Pickfair

Aerial view of Pickfair, 1920.
The front of the mock-Tudor designed six bedroom house. Contained a screening room, glassed-in sun porch, bowling alley, and billiard room.

Pickfair was an 18-acre estate[1] in the city of Beverly Hills, California designed by architect Wallace Neff for silent film actors Douglas Fairbanks and Mary Pickford. Coined "Pickfair" by the press, it was one of the most celebrated homes in the world. Life Magazine described Pickfair as "a gathering place only slightly less important than the White House... and much more fun."[2]

History

Located at 1143 Summit Drive, in San Ysidro Canyon in Beverly Hills, the property was a hunting lodge[3] when purchased by Fairbanks in 1919 for his bride, Mary Pickford. The newlyweds extensively renovated the lodge, transforming it into a four-story, 25-room[2] mansion complete with stables, servants quarters, tennis courts, a large guest wing, and garages. Remodeled by Wallace Neff in a mock Tudor style,[4] it took five years to complete. Ceiling frescos, parquet flooring, wood paneled halls of fine mahogany and bleached pine, gold leaf and mirrored decorative niches, all added to the authentic charm of Pickfair. The property was said to have been the first private home in the Los Angeles area to include an in-ground swimming pool, in which Pickford and Fairbanks were famously photographed paddling a canoe.[5]

Pickfair featured a collection of Early 18th century English and French period furniture, decorative arts and antiques. Notable pieces in the collection included furniture from the Barberini Palace and the Baroness Burdett-Coutts estate in London. The highlight of any visit to Pickfair was a large collection of Chinese objets d'art collected by Fairbanks and Pickford on their many visits to the Orient. The Pickfair art collection was wide and varied and included paintings by Philip Mercier, Guillaume Seignac, George Romney, and Paul DeLongpre. The mansion also featured an Old West style saloon complete with an ornate burnished mahogany bar obtained from a saloon in Auburn, California as well as paintings by Frederic Remington. In the 1970 Volume 2, Number 10 issue of Mankind Magazine it states there were twelve Remingtons from 1907 purchased from the Cosmopolitan Publishing Company that "were Mary Pickford's gift to her husband, Charles 'Buddy' Rogers". The interior of Pickfair was decorated and updated throughout the years by Marilyn Johnson Tucker, Elsie De Wolfe, Marjorie Requa, Tony Duquette, and Kathryn Crawford.

- **Required actions**:
1. Extract everything in the Pickfair text from "Aerial view of" down to "and billiard room.", and copy it word for word.
2. According to the Pickfair text, where was the mahogany bar in the mansion's Old West style saloon obtained from?

- **Dataset**:
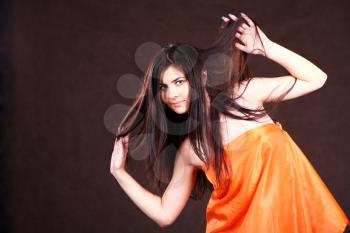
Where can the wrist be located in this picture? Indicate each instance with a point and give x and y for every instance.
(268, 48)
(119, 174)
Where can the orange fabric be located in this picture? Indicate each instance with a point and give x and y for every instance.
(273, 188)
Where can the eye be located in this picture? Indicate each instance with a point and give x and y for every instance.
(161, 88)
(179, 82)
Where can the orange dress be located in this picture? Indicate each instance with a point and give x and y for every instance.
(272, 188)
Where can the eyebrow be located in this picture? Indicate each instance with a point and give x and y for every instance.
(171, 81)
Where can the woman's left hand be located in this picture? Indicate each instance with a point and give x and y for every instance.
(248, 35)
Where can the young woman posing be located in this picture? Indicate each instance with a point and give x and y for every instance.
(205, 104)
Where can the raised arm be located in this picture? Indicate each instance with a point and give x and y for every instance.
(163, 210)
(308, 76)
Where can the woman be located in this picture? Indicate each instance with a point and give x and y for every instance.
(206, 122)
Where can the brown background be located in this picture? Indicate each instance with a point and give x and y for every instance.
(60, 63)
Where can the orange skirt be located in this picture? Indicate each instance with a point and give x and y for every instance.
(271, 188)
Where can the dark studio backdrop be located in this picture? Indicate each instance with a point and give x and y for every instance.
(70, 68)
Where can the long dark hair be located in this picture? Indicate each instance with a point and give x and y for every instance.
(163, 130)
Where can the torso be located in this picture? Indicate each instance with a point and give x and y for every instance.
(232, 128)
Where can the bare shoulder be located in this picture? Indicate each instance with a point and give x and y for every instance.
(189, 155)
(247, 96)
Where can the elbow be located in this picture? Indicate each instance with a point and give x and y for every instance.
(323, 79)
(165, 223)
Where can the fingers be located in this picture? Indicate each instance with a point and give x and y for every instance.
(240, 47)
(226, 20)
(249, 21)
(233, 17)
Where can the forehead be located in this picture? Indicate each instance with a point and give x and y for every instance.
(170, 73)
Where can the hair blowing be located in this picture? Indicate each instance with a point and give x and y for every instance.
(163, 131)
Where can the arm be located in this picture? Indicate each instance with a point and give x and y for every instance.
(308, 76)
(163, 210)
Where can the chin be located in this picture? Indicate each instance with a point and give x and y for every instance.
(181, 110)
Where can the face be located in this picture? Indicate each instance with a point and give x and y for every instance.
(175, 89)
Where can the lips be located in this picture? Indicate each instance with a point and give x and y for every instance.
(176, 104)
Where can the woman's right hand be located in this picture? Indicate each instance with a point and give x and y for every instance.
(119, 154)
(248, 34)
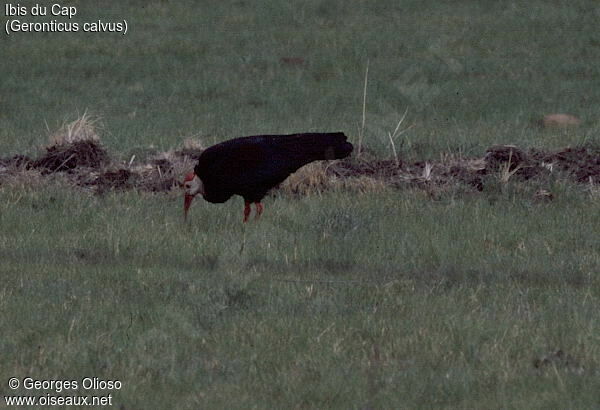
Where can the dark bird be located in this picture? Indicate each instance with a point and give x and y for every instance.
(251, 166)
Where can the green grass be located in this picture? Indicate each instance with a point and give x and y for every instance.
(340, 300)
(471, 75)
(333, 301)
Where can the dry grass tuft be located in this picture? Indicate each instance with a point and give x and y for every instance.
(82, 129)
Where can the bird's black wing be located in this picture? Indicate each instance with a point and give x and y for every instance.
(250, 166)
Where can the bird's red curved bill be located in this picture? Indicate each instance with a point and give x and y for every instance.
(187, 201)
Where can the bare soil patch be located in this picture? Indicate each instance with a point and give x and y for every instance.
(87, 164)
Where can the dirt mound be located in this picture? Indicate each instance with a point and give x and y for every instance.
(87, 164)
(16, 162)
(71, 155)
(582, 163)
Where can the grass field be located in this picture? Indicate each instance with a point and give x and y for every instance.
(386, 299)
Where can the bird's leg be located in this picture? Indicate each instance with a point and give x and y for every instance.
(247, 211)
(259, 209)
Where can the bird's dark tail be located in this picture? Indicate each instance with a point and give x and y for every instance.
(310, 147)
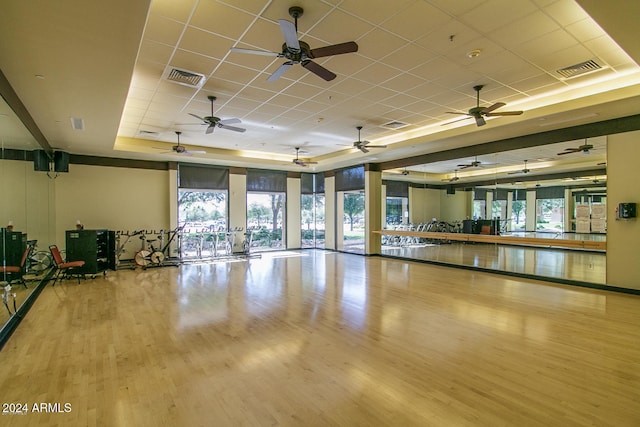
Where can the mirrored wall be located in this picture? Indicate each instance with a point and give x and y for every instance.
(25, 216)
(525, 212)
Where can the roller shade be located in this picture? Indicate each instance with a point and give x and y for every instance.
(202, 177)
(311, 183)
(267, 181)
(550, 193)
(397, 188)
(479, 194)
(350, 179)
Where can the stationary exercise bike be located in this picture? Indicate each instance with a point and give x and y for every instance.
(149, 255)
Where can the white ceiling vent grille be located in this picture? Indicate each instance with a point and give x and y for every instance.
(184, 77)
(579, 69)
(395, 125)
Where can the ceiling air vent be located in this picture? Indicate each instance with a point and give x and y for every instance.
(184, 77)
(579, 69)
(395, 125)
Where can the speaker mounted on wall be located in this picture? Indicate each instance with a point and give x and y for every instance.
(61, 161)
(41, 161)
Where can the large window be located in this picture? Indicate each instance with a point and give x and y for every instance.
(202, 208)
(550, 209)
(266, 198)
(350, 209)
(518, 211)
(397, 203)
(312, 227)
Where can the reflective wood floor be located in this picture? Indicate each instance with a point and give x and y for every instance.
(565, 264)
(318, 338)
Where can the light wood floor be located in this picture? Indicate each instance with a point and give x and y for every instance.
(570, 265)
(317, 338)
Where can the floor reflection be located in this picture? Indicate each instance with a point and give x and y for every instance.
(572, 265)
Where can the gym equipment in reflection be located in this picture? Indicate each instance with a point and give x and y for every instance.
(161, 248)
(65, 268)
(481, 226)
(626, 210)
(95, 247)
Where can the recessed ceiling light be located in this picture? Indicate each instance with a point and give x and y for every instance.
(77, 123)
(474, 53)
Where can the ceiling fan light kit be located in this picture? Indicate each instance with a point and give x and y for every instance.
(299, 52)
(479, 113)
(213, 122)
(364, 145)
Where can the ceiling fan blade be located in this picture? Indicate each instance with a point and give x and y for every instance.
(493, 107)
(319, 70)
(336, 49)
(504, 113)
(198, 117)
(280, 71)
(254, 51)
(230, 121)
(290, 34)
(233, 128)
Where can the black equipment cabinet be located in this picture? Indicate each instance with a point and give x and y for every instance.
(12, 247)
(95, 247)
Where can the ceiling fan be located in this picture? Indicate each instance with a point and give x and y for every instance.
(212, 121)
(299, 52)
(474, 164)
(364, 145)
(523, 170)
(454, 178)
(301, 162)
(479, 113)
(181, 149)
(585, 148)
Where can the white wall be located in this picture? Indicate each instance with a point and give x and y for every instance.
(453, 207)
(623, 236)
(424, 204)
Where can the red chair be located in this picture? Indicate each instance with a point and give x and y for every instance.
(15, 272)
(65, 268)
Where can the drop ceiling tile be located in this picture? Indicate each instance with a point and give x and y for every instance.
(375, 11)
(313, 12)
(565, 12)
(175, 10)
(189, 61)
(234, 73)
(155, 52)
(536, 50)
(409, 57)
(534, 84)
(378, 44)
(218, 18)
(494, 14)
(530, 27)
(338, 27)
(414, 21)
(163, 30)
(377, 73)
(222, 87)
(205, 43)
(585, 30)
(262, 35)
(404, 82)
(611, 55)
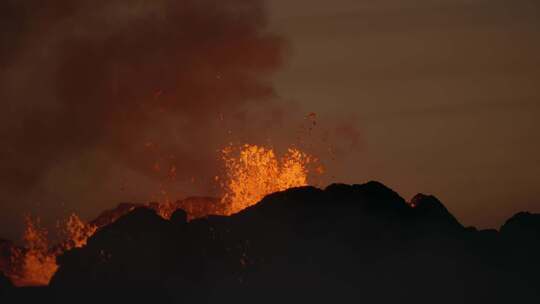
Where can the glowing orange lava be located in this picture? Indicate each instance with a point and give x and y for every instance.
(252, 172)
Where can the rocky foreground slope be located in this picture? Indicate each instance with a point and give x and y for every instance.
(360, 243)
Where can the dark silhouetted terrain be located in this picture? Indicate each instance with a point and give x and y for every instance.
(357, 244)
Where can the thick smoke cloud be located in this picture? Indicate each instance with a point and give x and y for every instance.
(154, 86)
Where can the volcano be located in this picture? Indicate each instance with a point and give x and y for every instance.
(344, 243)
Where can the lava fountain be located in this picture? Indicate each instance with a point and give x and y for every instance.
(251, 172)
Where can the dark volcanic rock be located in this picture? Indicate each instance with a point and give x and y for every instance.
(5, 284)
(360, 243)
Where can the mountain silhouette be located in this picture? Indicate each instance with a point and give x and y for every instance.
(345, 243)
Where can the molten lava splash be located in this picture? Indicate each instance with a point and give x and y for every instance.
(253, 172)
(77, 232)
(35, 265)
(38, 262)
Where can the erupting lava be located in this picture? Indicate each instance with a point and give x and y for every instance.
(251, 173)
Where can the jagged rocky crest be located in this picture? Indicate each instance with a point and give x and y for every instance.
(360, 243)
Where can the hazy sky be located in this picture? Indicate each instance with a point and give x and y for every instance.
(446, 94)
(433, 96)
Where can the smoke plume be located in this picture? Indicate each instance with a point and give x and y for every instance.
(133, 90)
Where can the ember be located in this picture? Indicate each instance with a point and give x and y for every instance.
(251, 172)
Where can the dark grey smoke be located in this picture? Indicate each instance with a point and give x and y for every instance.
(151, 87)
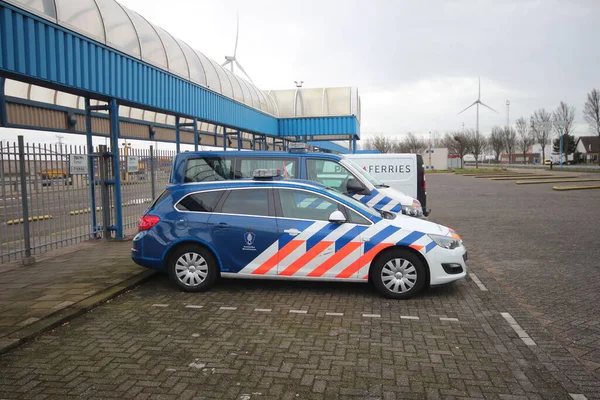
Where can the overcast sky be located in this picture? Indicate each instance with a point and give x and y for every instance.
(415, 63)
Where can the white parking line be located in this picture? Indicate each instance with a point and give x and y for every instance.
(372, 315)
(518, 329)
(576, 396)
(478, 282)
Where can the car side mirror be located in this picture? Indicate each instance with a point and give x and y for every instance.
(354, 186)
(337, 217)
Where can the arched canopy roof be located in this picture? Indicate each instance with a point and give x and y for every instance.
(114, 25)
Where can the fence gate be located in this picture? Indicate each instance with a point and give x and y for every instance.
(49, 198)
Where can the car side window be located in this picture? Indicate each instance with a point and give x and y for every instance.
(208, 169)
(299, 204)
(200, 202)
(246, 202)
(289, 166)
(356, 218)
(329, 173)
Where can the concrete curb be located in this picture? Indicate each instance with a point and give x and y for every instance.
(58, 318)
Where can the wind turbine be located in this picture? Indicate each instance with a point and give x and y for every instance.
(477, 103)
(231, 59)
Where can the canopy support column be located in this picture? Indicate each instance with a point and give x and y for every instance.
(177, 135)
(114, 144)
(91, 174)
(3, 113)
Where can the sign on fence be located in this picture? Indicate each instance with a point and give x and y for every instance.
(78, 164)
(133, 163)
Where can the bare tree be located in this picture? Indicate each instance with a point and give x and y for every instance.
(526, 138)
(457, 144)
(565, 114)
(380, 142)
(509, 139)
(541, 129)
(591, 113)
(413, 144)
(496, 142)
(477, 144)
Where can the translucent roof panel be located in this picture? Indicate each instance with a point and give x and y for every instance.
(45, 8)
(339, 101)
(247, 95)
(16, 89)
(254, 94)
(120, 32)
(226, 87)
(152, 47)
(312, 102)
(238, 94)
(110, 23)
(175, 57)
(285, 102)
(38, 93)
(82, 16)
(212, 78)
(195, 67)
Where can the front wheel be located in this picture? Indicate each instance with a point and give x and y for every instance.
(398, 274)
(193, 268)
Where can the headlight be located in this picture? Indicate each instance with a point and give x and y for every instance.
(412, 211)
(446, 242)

- **Per-task outputs**:
1.
Aerial view of Pickfair, 1920.
The front of the mock-Tudor designed six bedroom house. Contained a screening room, glassed-in sun porch, bowling alley, and billiard room.

2. It came from a saloon in Auburn, California.